[Given data — start]

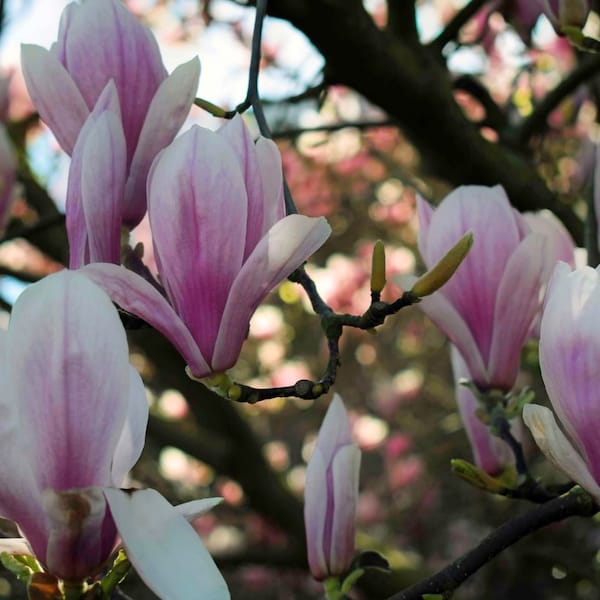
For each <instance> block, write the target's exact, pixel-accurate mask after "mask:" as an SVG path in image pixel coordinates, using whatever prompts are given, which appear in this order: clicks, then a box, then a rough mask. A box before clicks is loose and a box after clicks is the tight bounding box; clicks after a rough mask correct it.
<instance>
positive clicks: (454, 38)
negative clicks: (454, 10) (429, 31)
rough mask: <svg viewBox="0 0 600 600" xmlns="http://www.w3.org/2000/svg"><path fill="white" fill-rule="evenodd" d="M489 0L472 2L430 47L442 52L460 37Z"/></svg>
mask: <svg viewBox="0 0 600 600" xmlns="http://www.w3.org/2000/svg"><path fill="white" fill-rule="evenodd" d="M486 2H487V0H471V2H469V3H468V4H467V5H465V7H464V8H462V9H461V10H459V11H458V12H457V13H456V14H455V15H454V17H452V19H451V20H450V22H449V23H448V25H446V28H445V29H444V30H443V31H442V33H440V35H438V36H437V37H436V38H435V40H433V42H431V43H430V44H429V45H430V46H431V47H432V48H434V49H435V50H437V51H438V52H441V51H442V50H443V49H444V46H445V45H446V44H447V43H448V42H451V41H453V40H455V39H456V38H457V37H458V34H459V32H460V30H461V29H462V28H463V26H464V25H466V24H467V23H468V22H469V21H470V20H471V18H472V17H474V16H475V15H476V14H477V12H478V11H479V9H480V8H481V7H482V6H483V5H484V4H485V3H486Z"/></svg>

[Given data — finish]
[Given data — start]

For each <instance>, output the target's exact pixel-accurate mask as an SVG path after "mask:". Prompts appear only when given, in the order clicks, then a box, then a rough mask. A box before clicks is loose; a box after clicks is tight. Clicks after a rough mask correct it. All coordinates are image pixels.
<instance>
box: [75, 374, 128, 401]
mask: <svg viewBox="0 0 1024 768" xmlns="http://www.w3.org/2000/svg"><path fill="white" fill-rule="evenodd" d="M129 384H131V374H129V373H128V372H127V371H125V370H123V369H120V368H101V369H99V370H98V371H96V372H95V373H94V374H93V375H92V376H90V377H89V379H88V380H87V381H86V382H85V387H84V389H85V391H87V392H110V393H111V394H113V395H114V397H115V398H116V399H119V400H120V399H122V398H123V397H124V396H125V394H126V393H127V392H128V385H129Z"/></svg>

[Given data — finish]
[Given data — start]

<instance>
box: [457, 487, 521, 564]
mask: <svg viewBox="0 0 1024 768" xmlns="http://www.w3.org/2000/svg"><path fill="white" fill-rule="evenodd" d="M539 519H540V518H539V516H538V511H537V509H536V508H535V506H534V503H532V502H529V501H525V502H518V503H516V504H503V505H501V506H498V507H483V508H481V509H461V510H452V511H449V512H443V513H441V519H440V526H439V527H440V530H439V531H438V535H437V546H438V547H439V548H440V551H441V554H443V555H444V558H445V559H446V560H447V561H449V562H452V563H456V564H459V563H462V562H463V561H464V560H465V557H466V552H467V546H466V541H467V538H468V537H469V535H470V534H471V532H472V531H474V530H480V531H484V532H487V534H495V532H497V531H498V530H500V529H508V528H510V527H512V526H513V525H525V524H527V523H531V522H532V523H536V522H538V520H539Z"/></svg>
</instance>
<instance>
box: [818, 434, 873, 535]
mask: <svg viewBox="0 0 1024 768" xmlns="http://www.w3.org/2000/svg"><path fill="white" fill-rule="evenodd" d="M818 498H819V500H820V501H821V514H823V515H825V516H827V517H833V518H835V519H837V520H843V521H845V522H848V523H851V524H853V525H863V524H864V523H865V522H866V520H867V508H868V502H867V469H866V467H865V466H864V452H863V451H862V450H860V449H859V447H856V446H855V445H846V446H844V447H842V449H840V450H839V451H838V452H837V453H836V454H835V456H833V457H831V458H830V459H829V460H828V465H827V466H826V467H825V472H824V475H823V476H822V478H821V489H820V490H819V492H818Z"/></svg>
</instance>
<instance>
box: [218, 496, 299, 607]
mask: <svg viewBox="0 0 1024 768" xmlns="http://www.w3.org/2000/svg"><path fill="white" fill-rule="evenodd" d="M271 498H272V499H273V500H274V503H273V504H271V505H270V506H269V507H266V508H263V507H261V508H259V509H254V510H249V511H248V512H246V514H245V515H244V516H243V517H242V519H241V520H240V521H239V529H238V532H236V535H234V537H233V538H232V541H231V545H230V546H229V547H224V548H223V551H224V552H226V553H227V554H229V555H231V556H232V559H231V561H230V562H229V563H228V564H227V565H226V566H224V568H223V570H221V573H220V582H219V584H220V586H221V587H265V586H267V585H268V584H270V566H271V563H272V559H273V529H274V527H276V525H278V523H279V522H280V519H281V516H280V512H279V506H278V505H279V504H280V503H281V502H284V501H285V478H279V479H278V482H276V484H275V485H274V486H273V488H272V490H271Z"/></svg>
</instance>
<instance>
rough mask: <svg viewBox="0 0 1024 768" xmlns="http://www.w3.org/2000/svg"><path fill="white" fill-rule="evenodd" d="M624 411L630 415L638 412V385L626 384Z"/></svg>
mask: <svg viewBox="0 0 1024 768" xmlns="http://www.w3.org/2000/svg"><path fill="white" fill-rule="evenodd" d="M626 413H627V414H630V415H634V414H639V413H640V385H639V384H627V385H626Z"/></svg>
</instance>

[Given data — finish]

Work order. From the entries above, copy every line where the word "coordinates" shows up.

Output of the task.
For each <instance> block, write the target's exact, pixel-accurate mask after "mask:" as an SVG path in image pixel coordinates, using whatever prompts are given, which appear in this order: clicks, then a box, then a rough mask. A box before clicks is loose and a box after clicks is the tight bounding box; clicks after a rough mask correct it.
For each <instance>, output the target's exact pixel-accurate mask as an SVG path after "mask:". Prompts appear only when given, in the order clicks, then a box, then a rough mask. A box before clicks is loose; a box after clicks is tight. Clicks after a rough mask correct it. All coordinates are image pixels.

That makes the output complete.